# bad/spoiled food used for bartering



## budgetprepp-n

If some the food you prepare or can dosen't look right or taste funny don't throw it away. Use it to barter. No really
I'm not talking about poisoning someone. I'm talking about trading it for something you might need. If someone 
showed up at my place with bad food I would trade them a battery or some tobacco or something for it.
I have chickens to feed and they don't care they will eat anything.

A while back someone said they had some rice with purple or blue spots in it. Everyone said toss it and replace
it with good rice. (it's cheap) NO WAY save that bad rice just think with a bag of bad rice if you boiled it how
many checkins you could feed. 

Even bad caned food would make good food for dogs and lots of other animals.

Even food that is rotten and smells terrible will be good for baiting up some animals to kill for food.

If you are in the city you might need it to help you catch rats or cats to eat. < when shtf it will happen. 

Rotten fish my smell bad to you and me but just think how good it would smell to a hungry bear. <there's a bunch of food 

So don't toss out that bad food if you have room save it for trading. 
Remember how people that lived through the depression didn't throw anything away?

Ever hear the joke about dog hide shoe laces?


----------



## rice paddy daddy

What we give our chickens ends up in the eggs we eat everyday, and the crockpot at the end of the hen's laying days.

No thanks.


----------



## Chipper

One mans trash is another mans treasure.


----------



## Smitty901

Chickens do like left overs They generally know what to eat and not. If they don't like it they go right back to the grass a look around. We feed our birds well.
God willing SHTF we will be giving food away. We will have no problem growing more than we will need.


----------



## Illini Warrior

most likely you're going to be confronted by a raider type group coming thru - not a bad idea to have that questionable food separated for a pay off vs getting into a battle .... have a few cans of Goof Off to remove the ink stamped expire dates on cans ....


----------



## 1skrewsloose

A while back someone said they had some rice with purple or blue spots in it. Everyone said toss it and replace
it with good rice. I'm still waiting to hear back from the store. I did take a sample to the store. Not looking to hi-jack, just fyi.


----------



## budgetprepp-n

rice paddy daddy said:


> What we give our chickens ends up in the eggs we eat everyday, and the crockpot at the end of the hen's laying days.
> 
> No thanks.


A chicken is one of the only animals I have ever seen crap then turn around and eat it. That goes in your crock pot and eggs too. 
chickens are nasty eaters


----------



## dmet

My plan is to hang onto extremely expired items to put on the pantry shelves in the event of a SHTF scenario and hide the rest. (Keeping in mind that just because it's expired doesn't mean it's "expired.") Great idea on removing the date! Ideally, you'd want a raider to think he has taken everything of value from you and not return.


----------



## dmet

I will work on bartering items/what to barter with later. I'm still working on the basics. = )


----------



## rice paddy daddy

budgetprepp-n said:


> A chicken is one of the only animals I have ever seen crap then turn around and eat it. That goes in your crock pot and eggs too.
━━━━━━
To be done:
a – Rewrite the portion of the forum thread on bartering spoiled food that opens with the words containing "If some the" and closes with "kill for food.", replacing "tobacco" with "coffee".
b – Supply the next part of the forum thread on bartering spoiled food, starting after its final line.

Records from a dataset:
━━━━━━
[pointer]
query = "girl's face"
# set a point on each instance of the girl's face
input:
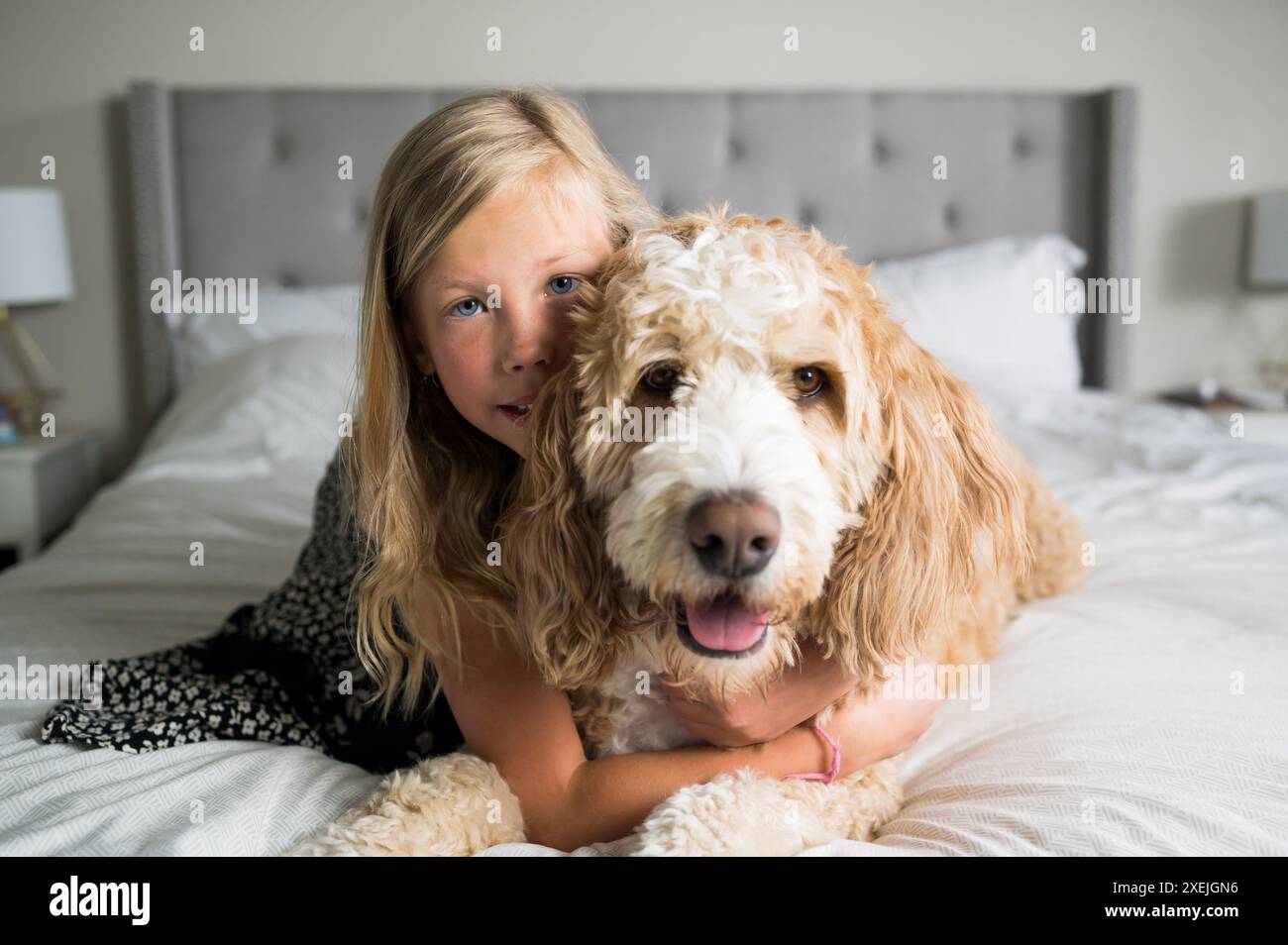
(489, 313)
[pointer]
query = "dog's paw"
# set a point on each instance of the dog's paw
(452, 804)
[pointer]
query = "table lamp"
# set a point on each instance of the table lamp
(1267, 267)
(35, 267)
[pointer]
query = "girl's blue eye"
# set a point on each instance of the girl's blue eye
(467, 301)
(562, 284)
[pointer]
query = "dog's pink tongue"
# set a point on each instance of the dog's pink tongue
(724, 623)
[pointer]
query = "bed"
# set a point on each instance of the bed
(1145, 713)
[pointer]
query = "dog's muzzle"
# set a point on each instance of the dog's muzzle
(734, 536)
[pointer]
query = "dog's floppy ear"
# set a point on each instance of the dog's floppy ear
(945, 489)
(567, 606)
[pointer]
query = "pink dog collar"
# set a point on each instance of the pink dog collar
(836, 761)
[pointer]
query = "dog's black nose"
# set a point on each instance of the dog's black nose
(733, 536)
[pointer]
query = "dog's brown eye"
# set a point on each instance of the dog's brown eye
(809, 380)
(661, 377)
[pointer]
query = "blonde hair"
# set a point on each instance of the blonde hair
(428, 485)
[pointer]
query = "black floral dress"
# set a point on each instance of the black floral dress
(283, 670)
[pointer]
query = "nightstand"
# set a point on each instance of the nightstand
(1260, 425)
(44, 481)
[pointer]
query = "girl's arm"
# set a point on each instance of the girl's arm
(510, 717)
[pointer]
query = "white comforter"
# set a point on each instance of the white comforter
(1145, 713)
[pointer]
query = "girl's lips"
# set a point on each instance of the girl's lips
(516, 415)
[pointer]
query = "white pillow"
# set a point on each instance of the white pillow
(978, 308)
(205, 339)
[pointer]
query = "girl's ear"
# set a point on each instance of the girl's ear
(568, 610)
(945, 501)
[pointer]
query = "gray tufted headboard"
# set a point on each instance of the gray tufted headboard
(244, 183)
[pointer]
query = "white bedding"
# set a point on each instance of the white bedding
(1112, 726)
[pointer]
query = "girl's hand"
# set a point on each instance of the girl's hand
(797, 696)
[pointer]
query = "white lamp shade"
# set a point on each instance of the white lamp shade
(1267, 241)
(35, 265)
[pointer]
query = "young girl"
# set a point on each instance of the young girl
(488, 218)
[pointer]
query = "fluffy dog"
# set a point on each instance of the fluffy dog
(745, 451)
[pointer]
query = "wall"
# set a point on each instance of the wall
(1210, 77)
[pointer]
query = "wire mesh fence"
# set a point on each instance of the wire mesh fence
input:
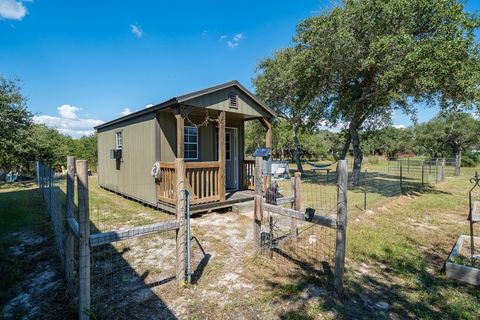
(53, 189)
(401, 176)
(294, 240)
(296, 245)
(126, 273)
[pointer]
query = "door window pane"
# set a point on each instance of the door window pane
(190, 143)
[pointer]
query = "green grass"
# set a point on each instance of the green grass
(403, 242)
(21, 209)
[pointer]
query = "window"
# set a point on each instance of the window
(233, 100)
(118, 140)
(190, 143)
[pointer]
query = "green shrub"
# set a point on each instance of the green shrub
(372, 160)
(469, 160)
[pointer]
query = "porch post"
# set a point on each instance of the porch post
(180, 133)
(268, 143)
(221, 155)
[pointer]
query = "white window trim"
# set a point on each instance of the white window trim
(118, 146)
(184, 143)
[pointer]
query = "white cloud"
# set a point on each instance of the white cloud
(11, 9)
(67, 111)
(238, 37)
(233, 41)
(232, 44)
(125, 112)
(136, 30)
(68, 122)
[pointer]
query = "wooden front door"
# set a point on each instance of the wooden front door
(231, 157)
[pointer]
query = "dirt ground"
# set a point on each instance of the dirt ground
(42, 291)
(229, 281)
(395, 257)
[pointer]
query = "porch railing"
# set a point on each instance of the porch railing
(201, 178)
(202, 181)
(248, 174)
(166, 182)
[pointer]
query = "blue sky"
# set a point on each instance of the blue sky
(85, 62)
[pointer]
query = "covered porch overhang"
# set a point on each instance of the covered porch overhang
(205, 180)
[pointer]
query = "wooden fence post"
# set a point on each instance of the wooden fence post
(297, 200)
(401, 178)
(423, 174)
(84, 237)
(258, 204)
(37, 171)
(70, 207)
(443, 169)
(50, 190)
(341, 232)
(458, 163)
(180, 212)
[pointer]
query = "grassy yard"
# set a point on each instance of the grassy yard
(31, 281)
(395, 255)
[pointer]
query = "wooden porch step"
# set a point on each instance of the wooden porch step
(242, 207)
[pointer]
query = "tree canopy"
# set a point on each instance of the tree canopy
(358, 62)
(22, 141)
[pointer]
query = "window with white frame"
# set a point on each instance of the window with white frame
(118, 140)
(190, 143)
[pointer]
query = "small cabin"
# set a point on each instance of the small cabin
(205, 128)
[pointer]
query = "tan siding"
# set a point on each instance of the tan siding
(132, 176)
(168, 144)
(219, 101)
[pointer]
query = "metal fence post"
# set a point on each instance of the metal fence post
(180, 208)
(258, 204)
(365, 191)
(423, 174)
(443, 169)
(37, 171)
(84, 237)
(50, 174)
(70, 207)
(401, 178)
(341, 232)
(187, 218)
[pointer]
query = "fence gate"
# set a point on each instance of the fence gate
(311, 234)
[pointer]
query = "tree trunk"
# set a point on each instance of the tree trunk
(357, 155)
(297, 154)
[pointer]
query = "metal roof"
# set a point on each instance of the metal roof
(176, 100)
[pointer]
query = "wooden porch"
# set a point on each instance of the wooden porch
(205, 180)
(204, 185)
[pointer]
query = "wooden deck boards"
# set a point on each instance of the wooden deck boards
(231, 197)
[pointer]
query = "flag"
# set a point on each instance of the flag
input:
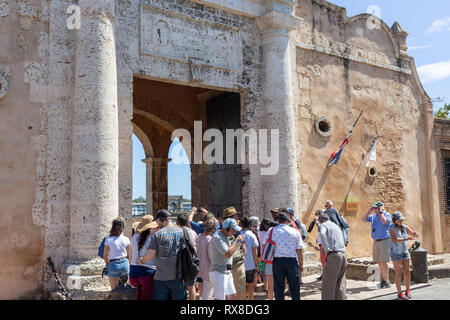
(337, 155)
(372, 153)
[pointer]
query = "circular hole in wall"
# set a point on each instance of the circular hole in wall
(324, 127)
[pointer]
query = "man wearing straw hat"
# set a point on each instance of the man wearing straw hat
(164, 248)
(141, 275)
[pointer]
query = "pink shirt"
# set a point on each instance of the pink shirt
(203, 252)
(261, 236)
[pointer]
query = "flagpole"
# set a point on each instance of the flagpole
(346, 140)
(375, 141)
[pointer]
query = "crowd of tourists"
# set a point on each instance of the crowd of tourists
(235, 252)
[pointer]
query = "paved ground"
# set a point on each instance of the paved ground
(438, 289)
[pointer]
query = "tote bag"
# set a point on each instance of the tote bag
(269, 249)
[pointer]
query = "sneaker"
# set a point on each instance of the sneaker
(408, 294)
(402, 296)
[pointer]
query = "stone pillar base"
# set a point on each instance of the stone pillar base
(83, 280)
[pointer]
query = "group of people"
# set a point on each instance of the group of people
(235, 252)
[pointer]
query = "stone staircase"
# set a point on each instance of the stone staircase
(311, 264)
(83, 280)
━━━━━━
Set of answers:
a –
If some the food you prepare or can dosen't look right or taste funny don't throw it away. Use it to barter. No really
I'm not talking about poisoning someone. I'm talking about trading it for something you might need. If someone 
showed up at my place with bad food I would trade them a battery or some coffee or something for it.
I have chickens to feed and they don't care they will eat anything.

A while back someone said they had some rice with purple or blue spots in it. Everyone said toss it and replace
it with good rice. (it's cheap) NO WAY save that bad rice just think with a bag of bad rice if you boiled it how
many checkins you could feed. 

Even bad caned food would make good food for dogs and lots of other animals.

Even food that is rotten and smells terrible will be good for baiting up some animals to kill for food.

b –
> chickens are nasty eaters


Our dogs love to eat fresh horse manure.
But then, I'm not going to eat my dogs.


----------



## Illini Warrior

budgetprepp-n said:


> A chicken is one of the only animals I have ever seen crap then turn around and eat it. That goes in your crock pot and eggs too.
> chickens are nasty eaters


one of their favs is magots - hang uneatable roadkill high and let nature provide the feed


----------



## arrowblazer71

i dont have enough storage space for good items let alone bad ones


----------



## Annie

I could see saving bad food for marauders, but I wouldn't trade bad food to a trusting person. It's dishonest.


----------



## Maine-Marine

rice paddy daddy said:


> What we give our chickens ends up in the eggs we eat everyday, and the crockpot at the end of the hen's laying days.
> 
> No thanks.


A little over simplified... If I only ate things that ate things that I agreed with eat.. I would have to skip bacon... no thanks i like bacon


----------



## Mad Trapper

rice paddy daddy said:


> Our dogs love to eat fresh horse manure.
> But then, I'm not going to eat my dogs.


Saw dogs go to the "cat box" , then eating kitty crunchies. Then they would try to lick your face........


----------



## Slippy

Mad Trapper said:


> Saw dogs go to the "cat box" , then eating kitty crunchies. Then they would try to lick your face........


Lewis Grizzard, a Southern writer and humorist, tells the story about being at a University of Georgia football game when the Georgia mascot, Uga, a Bulldog, began licking himself in front of 70,000 fans.

A man seated next to Mr Grizzard, in humor, said, " I wish I could do that".

Grizzard quickly replied in his deep southern drawl, "that dawg would bite you..."


----------



## rice paddy daddy

Maine-Marine said:


> A little over simplified... If I only ate things that ate things that I agreed with eat.. I would have to skip bacon... no thanks i like bacon


We do not buy commercially raised meat from the grocery store. We know what goes into it.
But that does not mean we can not have sausage or bacon or burgers.
Besides our own chickens, we buy beef, and pork from a certified organic producer. We co-op and usually buy a quarter cow, and a half hog. We pay up front, before the animals are even grown. When it's ready, we get a call, and go pick it up all cut and wrapped ready for the freezer.
We also have venison on hand.

One of the most ironic things we feed our chickens is the remnants of our fried chicken dinners. There will be nothing left but picked clean bones in a matter of mere minutes.


----------



## hawgrider

budgetprepp-n said:


> A chicken is one of the only animals I have ever seen crap then turn around and eat it. That goes in your crock pot and eggs too.
> chickens are nasty eaters


Funny Ive never seen my chickens do that! Are your chickens fudge packers or something?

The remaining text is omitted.